▸ Stated goal
Find each line below that contains the word "field" and copy it in full. Case counts when matching.

[begin Source data]

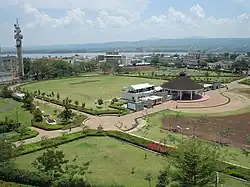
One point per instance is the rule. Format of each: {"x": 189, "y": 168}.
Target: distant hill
{"x": 151, "y": 45}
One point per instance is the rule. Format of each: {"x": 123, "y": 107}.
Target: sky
{"x": 48, "y": 22}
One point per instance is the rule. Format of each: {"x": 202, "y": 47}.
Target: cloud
{"x": 133, "y": 5}
{"x": 198, "y": 11}
{"x": 86, "y": 23}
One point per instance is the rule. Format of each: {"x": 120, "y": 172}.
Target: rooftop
{"x": 182, "y": 82}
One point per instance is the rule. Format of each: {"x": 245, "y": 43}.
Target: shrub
{"x": 85, "y": 110}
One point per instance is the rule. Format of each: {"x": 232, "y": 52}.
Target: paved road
{"x": 129, "y": 121}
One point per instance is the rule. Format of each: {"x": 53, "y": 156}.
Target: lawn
{"x": 13, "y": 110}
{"x": 247, "y": 82}
{"x": 112, "y": 162}
{"x": 153, "y": 131}
{"x": 88, "y": 89}
{"x": 243, "y": 91}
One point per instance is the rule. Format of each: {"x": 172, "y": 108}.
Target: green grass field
{"x": 13, "y": 110}
{"x": 88, "y": 89}
{"x": 191, "y": 72}
{"x": 152, "y": 131}
{"x": 112, "y": 162}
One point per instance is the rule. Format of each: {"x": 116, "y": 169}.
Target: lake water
{"x": 128, "y": 54}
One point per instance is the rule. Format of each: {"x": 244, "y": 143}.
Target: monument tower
{"x": 18, "y": 37}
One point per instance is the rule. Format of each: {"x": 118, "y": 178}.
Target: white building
{"x": 136, "y": 92}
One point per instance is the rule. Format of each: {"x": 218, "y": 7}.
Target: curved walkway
{"x": 134, "y": 121}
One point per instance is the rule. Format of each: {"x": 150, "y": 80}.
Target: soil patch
{"x": 233, "y": 130}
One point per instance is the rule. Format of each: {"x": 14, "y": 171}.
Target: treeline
{"x": 48, "y": 69}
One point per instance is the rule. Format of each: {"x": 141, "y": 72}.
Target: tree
{"x": 163, "y": 180}
{"x": 37, "y": 115}
{"x": 50, "y": 162}
{"x": 155, "y": 60}
{"x": 26, "y": 66}
{"x": 148, "y": 178}
{"x": 58, "y": 96}
{"x": 196, "y": 162}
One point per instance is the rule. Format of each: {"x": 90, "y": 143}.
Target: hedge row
{"x": 143, "y": 143}
{"x": 85, "y": 110}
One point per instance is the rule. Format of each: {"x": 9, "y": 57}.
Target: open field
{"x": 13, "y": 110}
{"x": 88, "y": 89}
{"x": 238, "y": 127}
{"x": 155, "y": 131}
{"x": 243, "y": 91}
{"x": 112, "y": 162}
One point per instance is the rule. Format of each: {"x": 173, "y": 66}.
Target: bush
{"x": 134, "y": 140}
{"x": 27, "y": 135}
{"x": 8, "y": 126}
{"x": 77, "y": 122}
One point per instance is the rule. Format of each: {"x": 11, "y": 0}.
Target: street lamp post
{"x": 182, "y": 129}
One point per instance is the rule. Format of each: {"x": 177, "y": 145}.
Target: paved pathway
{"x": 129, "y": 121}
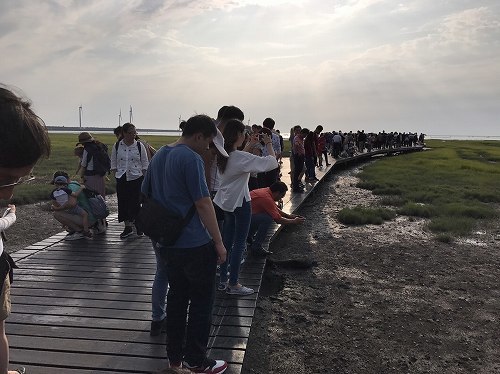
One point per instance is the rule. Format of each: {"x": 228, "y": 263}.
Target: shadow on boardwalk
{"x": 84, "y": 306}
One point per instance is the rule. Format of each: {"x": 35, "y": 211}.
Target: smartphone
{"x": 6, "y": 212}
{"x": 4, "y": 238}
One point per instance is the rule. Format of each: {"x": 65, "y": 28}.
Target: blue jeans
{"x": 160, "y": 286}
{"x": 234, "y": 236}
{"x": 259, "y": 229}
{"x": 310, "y": 167}
{"x": 191, "y": 273}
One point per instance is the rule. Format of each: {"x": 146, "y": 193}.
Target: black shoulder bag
{"x": 160, "y": 224}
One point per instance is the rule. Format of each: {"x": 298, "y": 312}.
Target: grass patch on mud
{"x": 361, "y": 215}
{"x": 455, "y": 184}
{"x": 62, "y": 158}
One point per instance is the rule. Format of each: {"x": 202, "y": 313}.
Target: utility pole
{"x": 80, "y": 110}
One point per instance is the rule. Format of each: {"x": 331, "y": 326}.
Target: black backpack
{"x": 99, "y": 153}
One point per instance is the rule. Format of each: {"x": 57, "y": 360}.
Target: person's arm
{"x": 144, "y": 159}
{"x": 69, "y": 204}
{"x": 206, "y": 212}
{"x": 289, "y": 219}
{"x": 77, "y": 193}
{"x": 252, "y": 143}
{"x": 268, "y": 144}
{"x": 209, "y": 158}
{"x": 9, "y": 219}
{"x": 83, "y": 164}
{"x": 114, "y": 166}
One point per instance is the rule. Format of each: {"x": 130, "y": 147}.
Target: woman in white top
{"x": 129, "y": 162}
{"x": 233, "y": 197}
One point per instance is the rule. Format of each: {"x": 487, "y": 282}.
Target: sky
{"x": 430, "y": 66}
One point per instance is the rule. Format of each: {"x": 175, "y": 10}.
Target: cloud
{"x": 355, "y": 63}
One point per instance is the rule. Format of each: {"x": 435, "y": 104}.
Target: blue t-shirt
{"x": 176, "y": 176}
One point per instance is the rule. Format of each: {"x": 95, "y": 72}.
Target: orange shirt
{"x": 263, "y": 202}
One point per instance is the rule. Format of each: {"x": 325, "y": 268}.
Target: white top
{"x": 128, "y": 160}
{"x": 214, "y": 176}
{"x": 6, "y": 222}
{"x": 234, "y": 181}
{"x": 275, "y": 139}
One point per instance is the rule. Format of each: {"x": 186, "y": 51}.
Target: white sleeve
{"x": 7, "y": 221}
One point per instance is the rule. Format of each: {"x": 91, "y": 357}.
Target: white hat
{"x": 219, "y": 143}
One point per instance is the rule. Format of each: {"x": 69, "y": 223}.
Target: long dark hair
{"x": 231, "y": 133}
{"x": 23, "y": 136}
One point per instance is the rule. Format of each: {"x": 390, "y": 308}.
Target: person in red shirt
{"x": 264, "y": 213}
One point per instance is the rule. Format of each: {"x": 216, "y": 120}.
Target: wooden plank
{"x": 85, "y": 306}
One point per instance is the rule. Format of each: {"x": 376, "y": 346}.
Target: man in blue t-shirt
{"x": 176, "y": 179}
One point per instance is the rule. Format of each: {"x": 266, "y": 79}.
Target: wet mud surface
{"x": 360, "y": 299}
{"x": 379, "y": 299}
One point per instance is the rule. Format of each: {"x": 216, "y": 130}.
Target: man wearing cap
{"x": 93, "y": 170}
{"x": 74, "y": 222}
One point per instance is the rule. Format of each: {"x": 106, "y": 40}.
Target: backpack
{"x": 97, "y": 203}
{"x": 149, "y": 149}
{"x": 99, "y": 153}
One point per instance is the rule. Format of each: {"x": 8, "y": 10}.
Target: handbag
{"x": 160, "y": 224}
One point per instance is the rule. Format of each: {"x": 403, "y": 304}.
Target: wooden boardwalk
{"x": 84, "y": 306}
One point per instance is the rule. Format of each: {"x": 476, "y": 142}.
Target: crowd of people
{"x": 224, "y": 176}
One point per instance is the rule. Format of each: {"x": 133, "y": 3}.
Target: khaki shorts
{"x": 5, "y": 299}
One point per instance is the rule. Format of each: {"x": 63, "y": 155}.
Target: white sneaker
{"x": 74, "y": 236}
{"x": 100, "y": 227}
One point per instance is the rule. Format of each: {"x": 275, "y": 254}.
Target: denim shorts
{"x": 5, "y": 299}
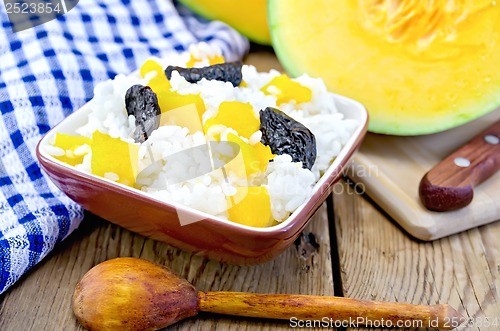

[end Source data]

▸ Finished answer
Target: green grass field
Target: open field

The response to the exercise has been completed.